Er is weinig inzicht in de resultaten die het demissionaire kabinet heeft bereikt. Dat constateert de Algemene Rekenkamer op Verantwoordingsdag, de dag waarop de ministeries hun financiële jaarverslagen aanbieden aan de Tweede Kamer en hun uitgaven en ontvangsten over het afgelopen jaar toelichten. De Rekenkamer beoordeelt die.
President Duisenberg is er bijvoorbeeld teleurgesteld over dat niet duidelijk is welke resultaten zijn bereikt met het extra geld dat is geïnvesteerd in het onderhoud van wegen en bruggen. Volgens hem is er een groot verschil tussen de budgetten die Rijkswaterstaat zegt nodig te hebben voor het onderhoud en wat er daadwerkelijk beschikbaar is.
Doelen niet duidelijk
Duisenberg voegt eraan toe dat de minister van Infrastructuur er slecht zicht op heeft waar precies de knelpunten zijn: “Als je schaars geld goed wilt inzetten, moet je weten waar de knelpunten zitten.”
Als voorbeelden van terreinen waar niet duidelijk is of het beleid resultaat heeft gehad, noemt de Rekenkamer verder het terugdringen van de drugssmokkel en het beschermen van de kwaliteit van de bodem. En de onderzoekers weten ook niet of het geld dat is uitgetrokken voor gelijke kansen in het mbo voldoende oplevert. Volgens de Rekenkamer zijn de doelen niet duidelijk.
Onzekerheden
Duisenberg vindt ook dat het kabinet anders moet omgaan met onzekerheden: “Bijvoorbeeld de oplopende kosten voor de renovatie van het Binnenhof. Was dat echt een verrassing? En als we weten dat de asielkosten 21 van de afgelopen 23 jaar naar boven moesten worden aangepast, is er volgens mij sprake van een patroon.”

▶ Uit te voeren opdrachten:
- a) Geef aan in hoeveel van de afgelopen 23 jaar de asielkosten volgens het artikel over Verantwoordingsdag naar boven moesten worden aangepast.
- b) Schrijf het artikel over Verantwoordingsdag verder na de laatste zin.
Deze gegevens komen uit een andere bron.

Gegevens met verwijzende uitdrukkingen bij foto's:
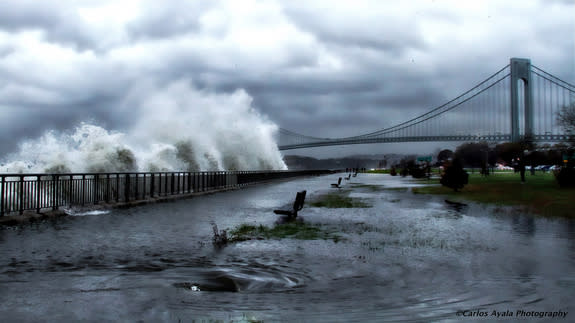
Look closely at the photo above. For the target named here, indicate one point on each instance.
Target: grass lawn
(540, 193)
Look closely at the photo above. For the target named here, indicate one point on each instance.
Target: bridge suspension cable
(480, 113)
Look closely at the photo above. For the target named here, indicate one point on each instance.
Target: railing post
(2, 197)
(152, 186)
(136, 191)
(38, 194)
(71, 190)
(55, 191)
(107, 188)
(96, 188)
(21, 193)
(83, 189)
(117, 187)
(144, 187)
(172, 184)
(165, 184)
(127, 187)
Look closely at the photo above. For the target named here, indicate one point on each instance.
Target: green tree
(444, 155)
(454, 176)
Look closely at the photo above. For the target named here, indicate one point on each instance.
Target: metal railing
(40, 192)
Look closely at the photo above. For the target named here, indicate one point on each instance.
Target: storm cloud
(321, 68)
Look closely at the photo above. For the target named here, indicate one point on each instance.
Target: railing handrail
(21, 192)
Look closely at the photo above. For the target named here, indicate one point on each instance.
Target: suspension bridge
(519, 102)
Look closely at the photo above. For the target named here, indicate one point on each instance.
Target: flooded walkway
(407, 257)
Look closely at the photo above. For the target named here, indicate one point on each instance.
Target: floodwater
(408, 258)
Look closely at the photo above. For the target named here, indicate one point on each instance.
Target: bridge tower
(521, 71)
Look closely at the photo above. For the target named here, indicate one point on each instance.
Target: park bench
(337, 184)
(297, 206)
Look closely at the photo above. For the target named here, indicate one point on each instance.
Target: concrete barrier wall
(42, 192)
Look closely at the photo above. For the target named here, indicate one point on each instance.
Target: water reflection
(407, 258)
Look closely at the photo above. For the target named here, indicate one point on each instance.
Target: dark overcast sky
(321, 68)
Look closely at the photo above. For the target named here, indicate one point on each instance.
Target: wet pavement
(407, 258)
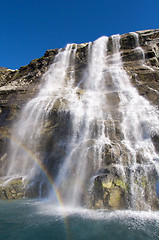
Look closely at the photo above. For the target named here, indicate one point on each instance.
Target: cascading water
(107, 125)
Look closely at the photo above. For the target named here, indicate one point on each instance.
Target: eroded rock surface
(141, 61)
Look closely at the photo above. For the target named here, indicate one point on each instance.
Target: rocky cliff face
(110, 189)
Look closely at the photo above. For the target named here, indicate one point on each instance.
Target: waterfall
(106, 125)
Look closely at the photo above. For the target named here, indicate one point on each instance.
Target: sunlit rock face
(85, 120)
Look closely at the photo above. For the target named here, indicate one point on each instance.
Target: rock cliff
(19, 86)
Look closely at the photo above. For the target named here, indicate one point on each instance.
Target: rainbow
(49, 177)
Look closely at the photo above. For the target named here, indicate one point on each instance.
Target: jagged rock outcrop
(18, 86)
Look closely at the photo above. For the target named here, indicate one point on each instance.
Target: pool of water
(39, 220)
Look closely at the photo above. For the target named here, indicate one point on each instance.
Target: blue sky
(29, 27)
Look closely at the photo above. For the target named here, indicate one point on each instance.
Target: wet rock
(12, 189)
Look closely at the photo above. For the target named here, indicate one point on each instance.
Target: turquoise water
(38, 220)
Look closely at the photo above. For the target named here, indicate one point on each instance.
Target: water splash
(110, 126)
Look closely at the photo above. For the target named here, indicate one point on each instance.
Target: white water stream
(103, 98)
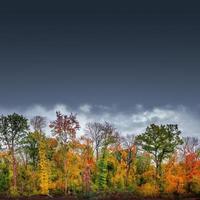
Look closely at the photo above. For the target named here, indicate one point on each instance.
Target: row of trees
(156, 161)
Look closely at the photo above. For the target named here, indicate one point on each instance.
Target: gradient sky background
(113, 57)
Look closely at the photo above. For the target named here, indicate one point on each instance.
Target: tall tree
(64, 128)
(38, 123)
(101, 134)
(130, 148)
(13, 130)
(160, 141)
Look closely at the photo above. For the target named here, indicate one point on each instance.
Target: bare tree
(95, 132)
(129, 146)
(190, 145)
(38, 123)
(101, 134)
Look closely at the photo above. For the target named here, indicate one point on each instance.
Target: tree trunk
(127, 175)
(14, 166)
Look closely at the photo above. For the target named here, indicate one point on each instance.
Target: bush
(149, 190)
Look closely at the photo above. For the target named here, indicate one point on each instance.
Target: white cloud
(130, 122)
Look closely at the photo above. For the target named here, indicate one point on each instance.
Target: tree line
(158, 161)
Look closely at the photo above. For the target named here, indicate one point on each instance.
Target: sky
(128, 62)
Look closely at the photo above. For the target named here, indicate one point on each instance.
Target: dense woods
(159, 161)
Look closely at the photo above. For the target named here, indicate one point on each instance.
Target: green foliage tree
(4, 177)
(102, 171)
(160, 141)
(13, 130)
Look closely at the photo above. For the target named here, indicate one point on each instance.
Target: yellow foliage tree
(44, 175)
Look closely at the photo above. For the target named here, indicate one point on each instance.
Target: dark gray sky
(108, 53)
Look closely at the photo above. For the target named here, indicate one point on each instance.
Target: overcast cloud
(132, 122)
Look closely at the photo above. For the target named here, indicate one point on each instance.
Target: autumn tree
(160, 141)
(101, 134)
(43, 164)
(13, 130)
(129, 145)
(38, 123)
(64, 128)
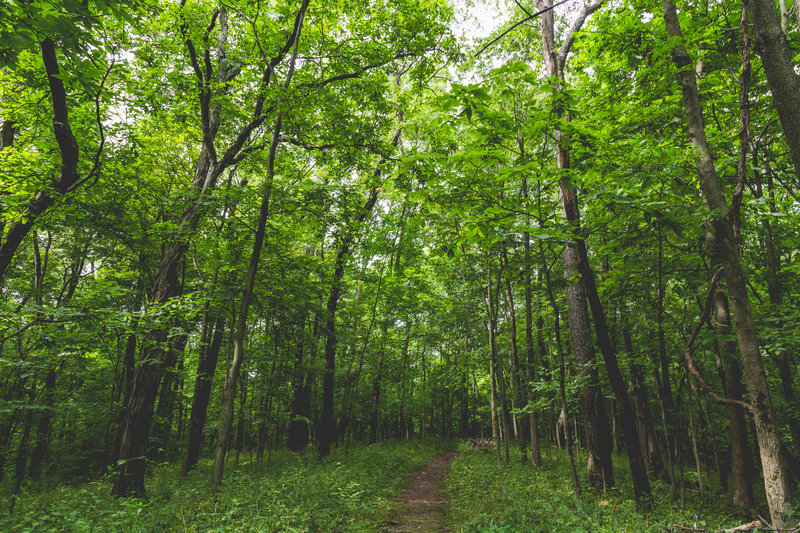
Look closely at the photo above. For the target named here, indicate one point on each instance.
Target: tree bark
(327, 423)
(772, 46)
(776, 479)
(206, 366)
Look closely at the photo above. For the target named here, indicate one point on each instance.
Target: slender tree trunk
(598, 440)
(39, 452)
(776, 56)
(516, 372)
(231, 381)
(561, 374)
(327, 423)
(206, 367)
(298, 432)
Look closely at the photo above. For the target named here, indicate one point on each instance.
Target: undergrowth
(487, 497)
(347, 492)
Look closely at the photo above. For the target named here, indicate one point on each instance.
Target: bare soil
(422, 504)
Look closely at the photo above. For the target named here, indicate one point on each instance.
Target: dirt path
(423, 505)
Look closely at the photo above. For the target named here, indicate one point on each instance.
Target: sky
(478, 19)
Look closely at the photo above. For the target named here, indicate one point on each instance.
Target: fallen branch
(687, 352)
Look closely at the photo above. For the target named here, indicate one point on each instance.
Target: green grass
(487, 497)
(295, 493)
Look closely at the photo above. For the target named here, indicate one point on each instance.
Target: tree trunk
(327, 423)
(598, 439)
(516, 372)
(561, 374)
(776, 56)
(206, 367)
(43, 428)
(776, 479)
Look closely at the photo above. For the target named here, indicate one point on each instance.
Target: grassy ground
(295, 493)
(487, 497)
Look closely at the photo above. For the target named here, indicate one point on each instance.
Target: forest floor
(422, 504)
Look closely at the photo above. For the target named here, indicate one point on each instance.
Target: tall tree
(776, 478)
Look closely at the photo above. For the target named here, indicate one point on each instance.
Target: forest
(262, 260)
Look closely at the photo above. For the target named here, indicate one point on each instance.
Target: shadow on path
(422, 503)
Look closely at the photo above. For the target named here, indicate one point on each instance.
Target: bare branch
(687, 353)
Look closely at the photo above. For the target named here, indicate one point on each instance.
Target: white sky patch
(477, 19)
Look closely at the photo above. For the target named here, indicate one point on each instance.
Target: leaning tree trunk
(599, 468)
(732, 376)
(776, 478)
(776, 56)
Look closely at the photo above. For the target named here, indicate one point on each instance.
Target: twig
(687, 353)
(523, 21)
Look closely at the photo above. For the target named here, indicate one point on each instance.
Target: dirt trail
(423, 505)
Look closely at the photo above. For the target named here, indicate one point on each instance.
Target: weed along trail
(422, 503)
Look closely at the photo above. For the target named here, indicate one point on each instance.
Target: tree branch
(523, 21)
(569, 38)
(687, 353)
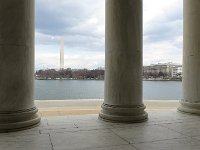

▶ Antwoorden per opdracht:
- a) In 21 van de afgelopen 23 jaar.

- b)
De Rekenkamer prijst wel de aanpak van de energiecrisis: “Daar is meestal gekozen voor generieke maatregelen, maar ondanks de tijdsdruk zijn de regelingen over het algemeen beheerst uitgevoerd en is de rechtmatigheid op orde.” Duisenberg wijst ook op de “duidelijke resultaten en doeltreffendheid bij de inkoop van coronavaccins en de opslag van CO2”.
Overheid complex
De Rekenkamer vindt dat het met de rechtmatigheid van de uitgaven over het algemeen beter is gesteld dan de afgelopen drie jaar. Ruim 99 procent van de uitgaven die het kabinet deed, ging volgens de regels. Duisenberg benadrukt dat het kabinet echt werk heeft gemaakt van het financieel beheer. Ook de dalende trend in het aantal onvolkomenheden in de bedrijfsvoering zet door.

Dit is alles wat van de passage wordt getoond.